## TASK OBJECTIVE
Render every line of the records from the line containing "Find the white range" through the end of the records, inclusive, as a JSON list of strings, one string per line, with blank lines omitted. Leave the pictures out of the answer.

[Pointing entries for labeled objects]
___

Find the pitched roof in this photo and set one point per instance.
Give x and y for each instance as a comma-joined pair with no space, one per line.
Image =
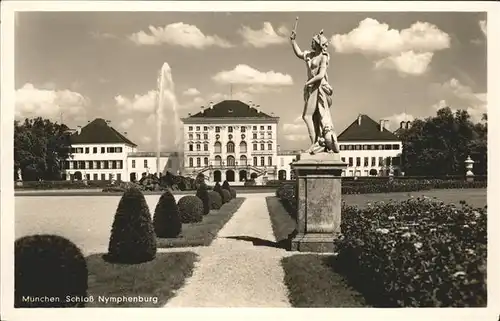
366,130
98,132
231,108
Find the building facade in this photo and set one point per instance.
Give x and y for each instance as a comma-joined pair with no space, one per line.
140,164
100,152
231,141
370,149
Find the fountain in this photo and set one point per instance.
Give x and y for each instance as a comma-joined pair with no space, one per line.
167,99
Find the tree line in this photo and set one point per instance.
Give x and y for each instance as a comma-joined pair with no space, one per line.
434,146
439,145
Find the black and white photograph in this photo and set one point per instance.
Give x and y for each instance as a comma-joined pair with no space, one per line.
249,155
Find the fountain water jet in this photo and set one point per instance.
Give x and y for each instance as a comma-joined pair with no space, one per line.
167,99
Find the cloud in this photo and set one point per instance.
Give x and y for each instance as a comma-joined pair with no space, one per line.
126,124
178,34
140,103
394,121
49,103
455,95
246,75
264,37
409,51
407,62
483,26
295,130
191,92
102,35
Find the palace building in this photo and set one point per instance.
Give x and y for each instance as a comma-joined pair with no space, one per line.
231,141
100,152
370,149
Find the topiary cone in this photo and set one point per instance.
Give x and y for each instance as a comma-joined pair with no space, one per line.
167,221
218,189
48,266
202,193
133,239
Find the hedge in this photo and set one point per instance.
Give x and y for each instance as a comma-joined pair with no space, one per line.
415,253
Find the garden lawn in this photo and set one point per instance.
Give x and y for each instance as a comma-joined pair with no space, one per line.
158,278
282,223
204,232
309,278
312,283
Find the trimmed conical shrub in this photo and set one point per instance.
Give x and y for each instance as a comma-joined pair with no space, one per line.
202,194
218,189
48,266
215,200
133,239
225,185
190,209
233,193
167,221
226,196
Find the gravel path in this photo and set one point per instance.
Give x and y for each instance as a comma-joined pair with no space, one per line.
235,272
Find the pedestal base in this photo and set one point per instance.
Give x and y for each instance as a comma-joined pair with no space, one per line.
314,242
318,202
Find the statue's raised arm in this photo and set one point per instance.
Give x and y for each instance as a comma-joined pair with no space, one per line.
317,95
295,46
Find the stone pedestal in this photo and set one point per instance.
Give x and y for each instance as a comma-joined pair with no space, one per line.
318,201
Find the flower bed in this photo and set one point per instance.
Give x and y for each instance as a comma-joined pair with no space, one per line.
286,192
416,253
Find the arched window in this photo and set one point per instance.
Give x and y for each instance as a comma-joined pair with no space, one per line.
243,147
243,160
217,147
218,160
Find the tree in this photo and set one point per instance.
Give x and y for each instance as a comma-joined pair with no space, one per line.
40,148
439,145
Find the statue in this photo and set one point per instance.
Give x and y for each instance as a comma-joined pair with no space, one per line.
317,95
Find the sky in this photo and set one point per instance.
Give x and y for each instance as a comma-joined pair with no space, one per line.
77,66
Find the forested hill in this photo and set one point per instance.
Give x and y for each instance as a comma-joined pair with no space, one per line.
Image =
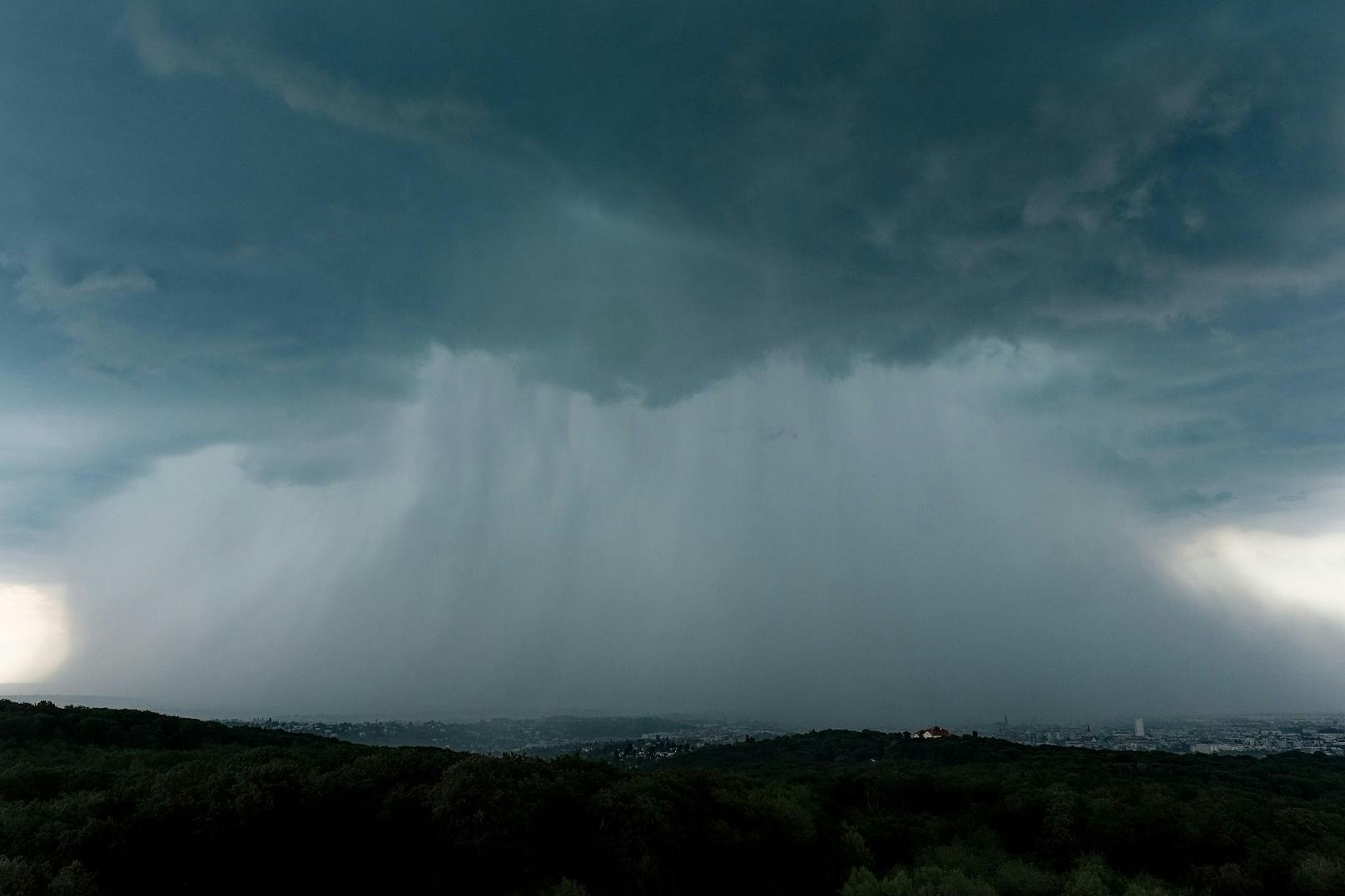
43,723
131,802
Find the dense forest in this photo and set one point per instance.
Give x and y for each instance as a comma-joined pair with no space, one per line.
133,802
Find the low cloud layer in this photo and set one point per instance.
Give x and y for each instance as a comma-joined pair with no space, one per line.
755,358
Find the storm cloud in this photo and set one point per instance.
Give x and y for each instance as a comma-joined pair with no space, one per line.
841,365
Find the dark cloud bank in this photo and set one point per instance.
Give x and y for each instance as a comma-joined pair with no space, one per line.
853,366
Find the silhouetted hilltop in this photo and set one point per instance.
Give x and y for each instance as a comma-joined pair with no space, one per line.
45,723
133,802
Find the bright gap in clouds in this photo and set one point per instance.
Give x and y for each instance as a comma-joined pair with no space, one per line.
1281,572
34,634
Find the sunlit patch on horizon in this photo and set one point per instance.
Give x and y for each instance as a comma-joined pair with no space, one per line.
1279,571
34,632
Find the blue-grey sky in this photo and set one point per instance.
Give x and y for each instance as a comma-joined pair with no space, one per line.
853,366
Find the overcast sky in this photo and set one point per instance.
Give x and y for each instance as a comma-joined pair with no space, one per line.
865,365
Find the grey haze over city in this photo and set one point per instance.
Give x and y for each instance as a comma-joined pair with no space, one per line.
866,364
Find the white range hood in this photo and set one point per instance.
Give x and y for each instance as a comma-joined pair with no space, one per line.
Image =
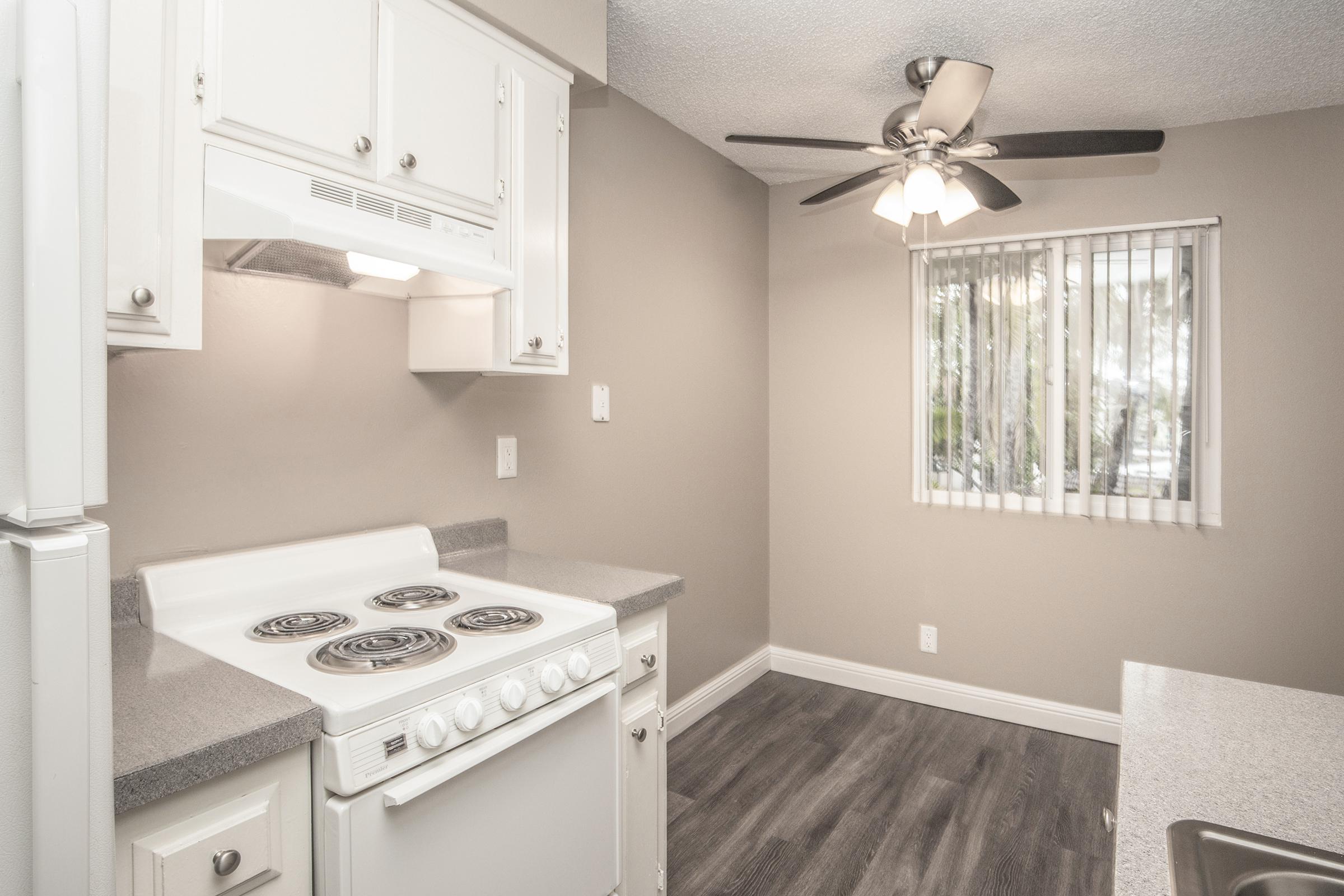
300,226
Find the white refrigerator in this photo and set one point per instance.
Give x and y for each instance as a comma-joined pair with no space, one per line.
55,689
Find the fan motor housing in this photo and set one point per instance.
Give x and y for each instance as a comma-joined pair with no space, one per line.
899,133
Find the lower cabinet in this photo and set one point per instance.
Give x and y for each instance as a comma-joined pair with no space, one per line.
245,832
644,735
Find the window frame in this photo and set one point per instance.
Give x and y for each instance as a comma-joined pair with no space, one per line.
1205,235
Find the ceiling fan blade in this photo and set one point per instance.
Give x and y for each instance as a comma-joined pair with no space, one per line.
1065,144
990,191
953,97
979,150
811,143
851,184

___

## FINAL RESULT
[
  "Find the white range hood in this photo and set one point per instance.",
  "Give x and y for each instance as a comma-joined pair with no space, one per line.",
  "Image =",
  "300,226",
  "Find the white refrigerator in this photo and set one point per instance.",
  "Give x and y for each instance as a comma-joined pair with no space, one per line.",
  "55,689",
  "Find the fan motor housing in this photo and set one point per instance.",
  "Give x and y for each instance as a comma-joined pair with no space, one per line.",
  "899,133",
  "Find the lower cabinet in this photo and set one point per instance.",
  "Give x and y for each instance as a comma-joined pair with no space, one per line.",
  "245,832",
  "644,735",
  "Find the window frame in this photo and set one point per instance.",
  "Give x and y for each instance as a comma-joined pair with no space, one per line.",
  "1205,235",
  "Find the ceiling fan blade in this photo and set one point per instance.",
  "Give x and y for each instance as a comma-joined pair with no space, one per line.",
  "1065,144",
  "990,191",
  "953,97",
  "979,150",
  "811,143",
  "851,184"
]